Point-per-instance localization data
+===+
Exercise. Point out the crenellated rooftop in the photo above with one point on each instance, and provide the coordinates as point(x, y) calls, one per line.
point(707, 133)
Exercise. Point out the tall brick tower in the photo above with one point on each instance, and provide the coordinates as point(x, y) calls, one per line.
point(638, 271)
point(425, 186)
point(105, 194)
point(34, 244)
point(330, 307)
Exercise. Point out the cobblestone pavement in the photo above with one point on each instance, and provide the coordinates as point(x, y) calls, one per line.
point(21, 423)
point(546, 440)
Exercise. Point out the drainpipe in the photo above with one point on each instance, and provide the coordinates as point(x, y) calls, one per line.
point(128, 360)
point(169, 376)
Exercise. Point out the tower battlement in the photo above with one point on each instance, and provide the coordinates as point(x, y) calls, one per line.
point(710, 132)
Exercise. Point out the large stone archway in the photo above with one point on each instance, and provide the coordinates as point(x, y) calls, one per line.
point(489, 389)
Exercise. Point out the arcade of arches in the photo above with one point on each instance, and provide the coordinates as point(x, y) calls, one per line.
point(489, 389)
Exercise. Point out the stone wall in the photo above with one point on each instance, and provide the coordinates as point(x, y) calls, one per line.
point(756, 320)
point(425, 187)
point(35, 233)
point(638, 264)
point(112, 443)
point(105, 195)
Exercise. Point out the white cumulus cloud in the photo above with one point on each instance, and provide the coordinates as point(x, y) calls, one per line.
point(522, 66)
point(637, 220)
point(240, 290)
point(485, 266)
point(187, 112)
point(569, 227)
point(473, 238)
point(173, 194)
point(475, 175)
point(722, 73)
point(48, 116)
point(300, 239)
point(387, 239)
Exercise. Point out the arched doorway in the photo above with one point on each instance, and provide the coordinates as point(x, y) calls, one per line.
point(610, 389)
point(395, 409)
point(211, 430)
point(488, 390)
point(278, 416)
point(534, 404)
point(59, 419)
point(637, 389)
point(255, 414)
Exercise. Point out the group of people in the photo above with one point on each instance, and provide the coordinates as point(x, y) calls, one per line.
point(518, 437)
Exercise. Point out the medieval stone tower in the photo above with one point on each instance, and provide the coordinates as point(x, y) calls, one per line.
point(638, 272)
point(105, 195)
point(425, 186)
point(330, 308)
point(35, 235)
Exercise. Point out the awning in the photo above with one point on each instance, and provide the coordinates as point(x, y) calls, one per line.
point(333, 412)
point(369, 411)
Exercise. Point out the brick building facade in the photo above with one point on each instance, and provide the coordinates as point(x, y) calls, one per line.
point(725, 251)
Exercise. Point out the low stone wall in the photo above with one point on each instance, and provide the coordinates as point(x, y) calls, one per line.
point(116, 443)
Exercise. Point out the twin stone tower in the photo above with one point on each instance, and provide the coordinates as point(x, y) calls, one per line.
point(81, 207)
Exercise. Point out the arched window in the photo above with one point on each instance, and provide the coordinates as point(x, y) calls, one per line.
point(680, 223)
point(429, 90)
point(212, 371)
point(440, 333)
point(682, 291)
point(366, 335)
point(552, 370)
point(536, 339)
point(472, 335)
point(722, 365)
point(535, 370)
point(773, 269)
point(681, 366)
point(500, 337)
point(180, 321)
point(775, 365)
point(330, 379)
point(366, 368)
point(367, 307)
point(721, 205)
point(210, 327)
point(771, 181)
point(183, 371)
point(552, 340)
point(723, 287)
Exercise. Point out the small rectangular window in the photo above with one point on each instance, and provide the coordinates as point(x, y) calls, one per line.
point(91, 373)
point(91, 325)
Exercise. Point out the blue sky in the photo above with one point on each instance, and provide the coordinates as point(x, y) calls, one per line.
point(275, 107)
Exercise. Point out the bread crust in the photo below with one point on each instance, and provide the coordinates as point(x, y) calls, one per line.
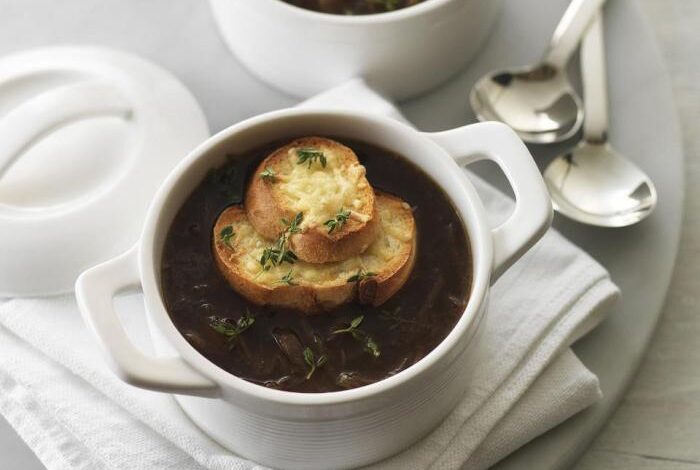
point(313, 298)
point(267, 204)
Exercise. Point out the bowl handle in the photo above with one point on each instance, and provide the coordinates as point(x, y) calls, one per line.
point(532, 215)
point(95, 290)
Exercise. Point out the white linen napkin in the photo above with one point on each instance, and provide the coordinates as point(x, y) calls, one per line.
point(59, 395)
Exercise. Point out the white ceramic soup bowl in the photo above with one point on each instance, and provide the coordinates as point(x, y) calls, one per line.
point(325, 430)
point(401, 53)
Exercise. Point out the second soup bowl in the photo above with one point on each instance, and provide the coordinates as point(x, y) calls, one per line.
point(401, 53)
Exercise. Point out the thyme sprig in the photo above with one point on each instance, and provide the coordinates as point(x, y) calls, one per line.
point(309, 156)
point(338, 221)
point(313, 362)
point(226, 234)
point(231, 330)
point(279, 252)
point(268, 175)
point(361, 275)
point(369, 345)
point(288, 279)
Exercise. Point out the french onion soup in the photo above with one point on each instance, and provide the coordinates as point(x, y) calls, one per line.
point(316, 265)
point(353, 7)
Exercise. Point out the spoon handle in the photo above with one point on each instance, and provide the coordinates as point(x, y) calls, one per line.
point(595, 91)
point(570, 30)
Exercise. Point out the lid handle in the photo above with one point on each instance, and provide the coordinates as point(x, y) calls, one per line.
point(41, 115)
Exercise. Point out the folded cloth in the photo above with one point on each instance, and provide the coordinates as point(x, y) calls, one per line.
point(64, 402)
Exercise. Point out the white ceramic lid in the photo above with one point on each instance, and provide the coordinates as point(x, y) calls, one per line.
point(87, 134)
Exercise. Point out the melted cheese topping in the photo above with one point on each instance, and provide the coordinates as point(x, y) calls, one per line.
point(321, 192)
point(395, 236)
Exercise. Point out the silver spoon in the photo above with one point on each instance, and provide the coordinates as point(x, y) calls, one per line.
point(538, 102)
point(592, 183)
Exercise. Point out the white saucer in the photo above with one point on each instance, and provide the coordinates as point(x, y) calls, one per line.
point(87, 134)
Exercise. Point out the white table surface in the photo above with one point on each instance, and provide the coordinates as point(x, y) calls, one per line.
point(658, 422)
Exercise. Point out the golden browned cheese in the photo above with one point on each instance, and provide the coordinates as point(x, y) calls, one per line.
point(383, 267)
point(323, 180)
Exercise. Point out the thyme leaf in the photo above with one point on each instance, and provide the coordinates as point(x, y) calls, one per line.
point(226, 234)
point(279, 252)
point(288, 279)
point(313, 362)
point(338, 221)
point(231, 330)
point(309, 156)
point(268, 175)
point(369, 345)
point(361, 275)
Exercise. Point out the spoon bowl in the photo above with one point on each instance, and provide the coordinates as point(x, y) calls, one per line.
point(538, 103)
point(596, 185)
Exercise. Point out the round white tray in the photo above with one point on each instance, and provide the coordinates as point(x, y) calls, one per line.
point(182, 37)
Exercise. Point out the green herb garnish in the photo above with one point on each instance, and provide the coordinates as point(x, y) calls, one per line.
point(312, 362)
point(361, 275)
point(337, 223)
point(288, 279)
point(268, 174)
point(369, 345)
point(293, 226)
point(397, 320)
point(226, 234)
point(230, 329)
point(279, 252)
point(310, 155)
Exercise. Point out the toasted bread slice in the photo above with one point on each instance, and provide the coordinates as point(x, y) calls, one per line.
point(372, 277)
point(323, 180)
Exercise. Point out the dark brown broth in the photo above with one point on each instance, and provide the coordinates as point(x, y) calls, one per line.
point(353, 7)
point(406, 328)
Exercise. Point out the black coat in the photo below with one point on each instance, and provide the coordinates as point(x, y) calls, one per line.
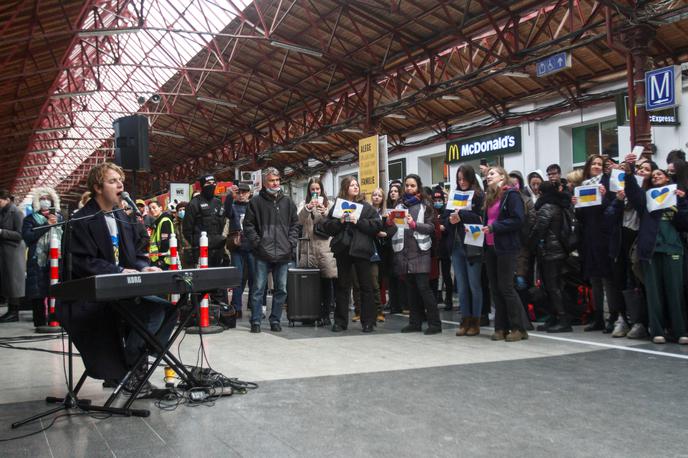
point(362, 233)
point(545, 234)
point(93, 325)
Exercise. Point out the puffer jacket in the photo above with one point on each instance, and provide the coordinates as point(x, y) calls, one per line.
+===+
Task prompt :: Retype all entries exactly, without the images.

Solution to this problem ::
Exercise. Point out the crenellated rooftop in the photo above with one point on each instance, and provide the coordinates as point(x, y) calls, one per line.
point(707, 133)
Exercise. Point out the tall brick tower in the photo above with one point on each instance, and provide the coordinates as point(x, y) calls, one per line.
point(638, 271)
point(425, 186)
point(105, 194)
point(34, 244)
point(330, 307)
Exercise. Point out the cobblestone pavement in the photo above with one point on each instance, and provide the coordinates as point(x, y) calls, one per line.
point(21, 423)
point(546, 440)
Exercise. Point out the drainpipe in the photo above with one point on each instance, and provide the coordinates as point(x, y) calls, one per line.
point(128, 360)
point(169, 376)
Exercise. Point out the tower battlement in the photo above with one point on each instance, and provide the coordinates as point(x, y) calls, one per line.
point(710, 132)
Exercise. Point out the large stone archway in the photo above with one point on each instance, and provide the coordinates as point(x, y) calls, one per line.
point(489, 389)
Exercise. Point out the arcade of arches in the photo above with one point on each instance, and provide the coordinates as point(x, y) calls, one per line.
point(489, 389)
Exercise. Point out the stone wall in the photo above with one point on each instance, and provide the coordinates as point(x, y) calls, one per line.
point(756, 320)
point(425, 187)
point(35, 233)
point(638, 264)
point(112, 443)
point(105, 195)
Exercise. Point out the white cumulus cloud in the photo above with one point on each instance, and provide the coordinates as point(x, y) calls, one per line.
point(522, 66)
point(637, 220)
point(240, 290)
point(485, 266)
point(187, 112)
point(569, 227)
point(473, 238)
point(173, 194)
point(475, 175)
point(722, 73)
point(48, 116)
point(300, 239)
point(387, 239)
Exercise. Point out the arched doorway in the photo above with one point on each instance, and provide the coordinates as point(x, y) calls, one per line.
point(610, 389)
point(395, 409)
point(211, 430)
point(488, 390)
point(278, 416)
point(534, 404)
point(59, 419)
point(637, 389)
point(255, 414)
Exercise. Point out the group of people in the photo above with one point on each instance, and provide the coordinates as point(x, y) calls, one per line.
point(518, 437)
Exercise. Point out the medieval stone tower in the photo above with one point on each instance, and provide the coordinates as point(x, y) calls, one per line.
point(638, 272)
point(105, 195)
point(425, 186)
point(330, 308)
point(35, 235)
Exercise. Point out the awning in the photo above with one point on each instance, and provide the coordinates as point(x, y) calls, one per line.
point(333, 412)
point(369, 411)
Exercise. Point out the brick building facade in the photo above with one point on each instance, and provide the coordinates as point(x, y) calls, one per line.
point(725, 251)
Exercise. Point out the low stone wall in the photo above with one point on each instance, and provide the coordinates as point(x, y) calls, one per line.
point(116, 443)
Exercise. Point out the twin stone tower in the photo above with one point on each instance, and provide the coordinates as point(x, y) calls, one per line.
point(81, 207)
Exercise. Point out the arched window in the photo above with one point on each instance, and provide the coordinates as point(x, y) calls, one per line.
point(680, 223)
point(429, 90)
point(212, 371)
point(440, 333)
point(682, 291)
point(366, 335)
point(552, 370)
point(536, 339)
point(472, 335)
point(722, 365)
point(535, 370)
point(773, 269)
point(681, 366)
point(500, 337)
point(180, 321)
point(775, 365)
point(330, 379)
point(366, 368)
point(367, 307)
point(721, 205)
point(210, 327)
point(771, 181)
point(183, 371)
point(552, 340)
point(723, 287)
Exercise. Point out the small rectangular window in the photo above with one point on each instance, and provide the coordinates as point(x, y) calls, one per line.
point(91, 373)
point(91, 325)
Exercise. Point out the blue sky in the photo above with one point on each instance, and provide the coordinates as point(x, y) calls, one per line.
point(275, 107)
Exercise. Point out the bread crust in the photo below with one point on each instance, and provide the coordinates as point(x, y) calls, one per line.
point(313, 298)
point(267, 204)
Exercise. Point out the bowl handle in the photo above with one point on each instance, and provide the coordinates as point(x, y) calls, one per line.
point(532, 215)
point(95, 290)
Exercise. Point out the white linen napkin in the photo above with one point on each instance, and provide the coordinates as point(x, y) calls, one per line.
point(59, 395)
Exercise. Point out the white ceramic soup bowl in the photo above with one point on each instance, and provide the coordinates as point(x, y) calls, one per line.
point(325, 430)
point(401, 53)
Exercise. Point out the second soup bowl in the photo above with one point on each instance, and provide the coordinates as point(x, y) calls, one per line.
point(401, 53)
Exercise. Point out the thyme sprig in the photo above with one point on each instance, and provide the coordinates as point(x, y) calls, one per line.
point(309, 156)
point(338, 221)
point(313, 362)
point(226, 234)
point(231, 330)
point(279, 252)
point(268, 175)
point(361, 275)
point(369, 345)
point(288, 279)
Exercise. Point out the french onion soup in the photo above with one point on each instance, and provide the coordinates as point(x, y) calls, one per line.
point(316, 265)
point(353, 7)
Exercise. Point out the spoon handle in the photo above with one point on each instance, and provide the coordinates as point(x, y) calls, one per line.
point(595, 91)
point(570, 30)
Exercise. Point out the lid handle in the photo above with one point on each instance, and provide the coordinates as point(x, y) calls, one per line.
point(41, 115)
Exercise. Point out the folded cloth in the photo above with one point on each instance, and provide the coordinates as point(x, y) calls, one per line.
point(64, 402)
Exercise. Point out the white ceramic lid in the photo above with one point on each instance, and provide the coordinates as point(x, y) calls, one per line.
point(87, 134)
Exercise. Point out the melted cheese topping in the photo above with one point on each instance, and provide the coordinates as point(x, y) calls, one per line.
point(321, 192)
point(395, 236)
Exercise. Point out the silver spoon in the photo above with one point on each instance, and provide the coordinates as point(x, y) calls, one per line.
point(538, 102)
point(592, 183)
Exercise. Point out the white saucer in the photo above with one point on each instance, and provide the coordinates as point(x, y) calls, one per line.
point(87, 134)
Exercise. Point out the white table surface in the photo above with one point on each instance, and provide the coordinates as point(x, y) calls, one per line.
point(658, 422)
Exercise. Point out the golden browned cheese in the photo above with one point on each instance, and provide the coordinates as point(x, y) calls, one per line.
point(383, 267)
point(323, 180)
Exercise. Point out the thyme leaf in the photo above with one point on each instance, and provide the coordinates as point(x, y) calls, one per line.
point(226, 234)
point(279, 252)
point(288, 279)
point(313, 362)
point(338, 221)
point(231, 330)
point(309, 156)
point(268, 175)
point(369, 345)
point(361, 275)
Exercise. Point out the spoon bowl in the photo above with one point on each instance, and provide the coordinates as point(x, y) calls, one per line.
point(538, 103)
point(596, 185)
Exercise. Point out the round white tray in the photo above with one point on each instance, and provide the coordinates as point(x, y) calls, one per line.
point(182, 37)
Exercise. Point out the green herb garnish in the photo above with one point on each instance, and provide the coordinates as point(x, y) calls, one per line.
point(312, 362)
point(361, 275)
point(337, 223)
point(288, 279)
point(268, 174)
point(369, 345)
point(293, 226)
point(397, 320)
point(226, 234)
point(230, 329)
point(279, 252)
point(310, 155)
Exercise. Point out the toasted bread slice in the photo above with one point on each instance, and provide the coordinates as point(x, y) calls, one per line.
point(372, 277)
point(323, 180)
Exercise. Point out the dark brown broth in the photo above with one point on each instance, and provide the coordinates as point(x, y) calls, one per line.
point(353, 7)
point(406, 328)
Exercise. Point out the black coat in the photo below with one point on each instance, and provide the coordinates as point(x, y) calls, one per line.
point(362, 233)
point(545, 234)
point(93, 325)
Exercise. Point out the puffer jacket in the photo above with one point on each instance, and provide the coordinates as point(x, y) calls, one per line.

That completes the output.